The request:
Extract every line of the records below that contains the word "crosses", matching case exactly.

Material for this task:
▬▬▬▬▬▬▬▬▬▬
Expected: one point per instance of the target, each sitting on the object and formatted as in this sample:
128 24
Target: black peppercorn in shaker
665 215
▬▬▬▬▬▬▬▬▬▬
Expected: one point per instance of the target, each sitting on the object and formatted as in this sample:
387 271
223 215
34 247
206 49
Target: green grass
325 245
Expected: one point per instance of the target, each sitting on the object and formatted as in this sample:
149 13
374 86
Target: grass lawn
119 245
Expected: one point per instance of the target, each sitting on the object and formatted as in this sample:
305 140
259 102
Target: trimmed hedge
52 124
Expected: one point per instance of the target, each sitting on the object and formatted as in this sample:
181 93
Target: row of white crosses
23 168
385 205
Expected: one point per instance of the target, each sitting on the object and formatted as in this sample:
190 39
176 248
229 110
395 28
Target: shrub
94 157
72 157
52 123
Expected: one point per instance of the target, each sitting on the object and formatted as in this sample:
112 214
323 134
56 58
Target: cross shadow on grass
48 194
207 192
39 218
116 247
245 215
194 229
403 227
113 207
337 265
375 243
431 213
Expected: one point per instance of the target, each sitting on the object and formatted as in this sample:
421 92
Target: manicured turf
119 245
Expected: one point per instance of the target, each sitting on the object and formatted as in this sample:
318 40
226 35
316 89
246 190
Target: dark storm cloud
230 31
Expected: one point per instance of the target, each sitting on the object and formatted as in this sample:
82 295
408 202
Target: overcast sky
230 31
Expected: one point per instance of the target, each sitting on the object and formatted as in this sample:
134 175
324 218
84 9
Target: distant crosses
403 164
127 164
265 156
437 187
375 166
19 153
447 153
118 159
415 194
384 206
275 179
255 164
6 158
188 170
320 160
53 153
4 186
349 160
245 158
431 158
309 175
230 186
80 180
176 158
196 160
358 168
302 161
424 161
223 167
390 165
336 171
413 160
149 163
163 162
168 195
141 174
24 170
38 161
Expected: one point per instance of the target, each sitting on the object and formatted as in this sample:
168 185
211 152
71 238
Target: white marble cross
▬▬▬▬▬▬▬▬▬▬
The reply:
Target: row of white crosses
Target: distant crosses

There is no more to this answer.